Source passage |
= = = =

Guess the decision is going to be made tomorrow at the crossing. I will keep you updated.
I will reach Ponferrada tomorrow and will be facing the same decision, although for different reasons.
I started at SJPP on 23 July. I read that on average, people complete the CF in 35 days. It's my first time, and I allowed up to an extra week, just in case. But I have been making good progress and at this rate, I will finish too soon!
I am considering switching to the Invierno AND walking to Finisterre and perhaps Muxia as well, if I can do it all by 3 September.
So far I am keeping my daily destinations flexible, not booking ahead. From what I gather, I may have to get used to committing in advance whether I take the CF (from Sarria) or Invierno (few choices, and could get full despite fewer pilgrims, or could be closed?). Any advice from those with experience at this time of year, greatly appreciated.
Am I correct in my understanding from reading a variety of other posts that the Invierno is also more scenic?
I didn't have time to do a thorough research on the possible stops on the Invierno and therefore how much longer than the CF it will be. I would really appreciate any tips or ideas! (Happy for moderators to move this to a new thread if appropriate, I don't mean to hijack JanusDT's thread with my own questions, but they are related).
Thank you!
 
Currently I am in Ponferrada. I am still working out which way I will go tomorrow. The idea of taking the Invierno scares me and excites me at the same time. But I dislike the idea of making reservations in advace, which is probably necessary on the Invierno. Especially since I do not speak Spanish 😅

Guess the decision is going to be made tomorrow at the crossing. I will keep you updated.
Aha! OK, well as one of the people who suggested the Invierno originally (along with VNwalking, who I almost always agree wholeheartedly with!) here's my opinion..

= = = =

Data provided |
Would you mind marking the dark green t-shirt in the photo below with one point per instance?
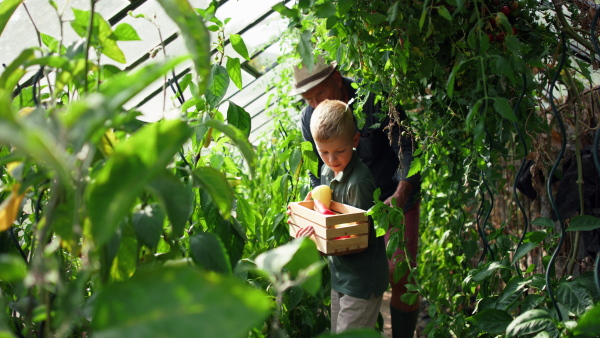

= = = =

Instruction |
Pick up the forum thread on the Camino Invierno after its final line and carry it forward.

Task output |
The Invierno will be quiet and it will be less structured to support pilgrims. I'm pretty sure there will be sufficient accommodation, but in many cases if you try and walk the regular length stages, like in Gronze, it will be a lot more expensive than municipal or cheap private albergues on the CF. You might well be advised to try and book a couple of places in advance. It's very likely that whoever is charged with answering the phone will speak some English - it's almost an essential requirement of the business model. Gronze also has quite a lot of places that can reserved via Booking.com - and I just found a hotel in Las Medullas for tomorrow night for 35 euro (its a quiet afternoon here...).
I got lost a few times on the Invierno and that can be more stressful when you are in a quiet area, with often no-one visible in the vicinity. You need to be able to stop and calmly work out your options (whether to go back, forwards or sideways, find someone to ask..) and logically work it though. I can do that now, but would not have been able to do so on my first camino. So that's for you to evaluate, knowing your own temperament.
I actually think you should stick with the Frances and work out how you can adjust your experience for the better. For instance moving to quieter accommodation than you have been experiencing, perhaps by seeking out alberges located in between the most popular staging points. Often those smaller private places thrive on being a bit quieter and being able to offer a more personal experience.
So, instead of staying in Villafranca (although it pains me to suggest anyone should walk past Ave Fenix!) go past and stay in one of the many places in the little hamlets on the way up to O Cebreiro. And then the next day walk through the pinch-point of O Cebreiro (but you must look in on the legendary little church on the way) to somewhere quieter on the other side etc etc .
Cheers, tom
 
I didn't have time to do a thorough research on the possible stops on the Invierno and therefore how much longer than the CF it will be. I would really appreciate any tips or ideas!
Take a look at the forum guide, it hasn’t been updated in a few years but the information is still pretty good. It also gives some good suggestions on different ways to “stage” the Invierno. Actually, an even better suggestion is to go to the App store and download Wise Pilgrim’s Invierno guide. He took our forum guide and did a bunch of updates, added tracks, etc.

There is also a relatively recent thread with lots more information.

There are quite a few new lodging options, and I don’t think you will have much trouble finding places. Certainly not as abundant as the options on the Francés, but with a WhatsApp a day or two before, you are likely to be fine.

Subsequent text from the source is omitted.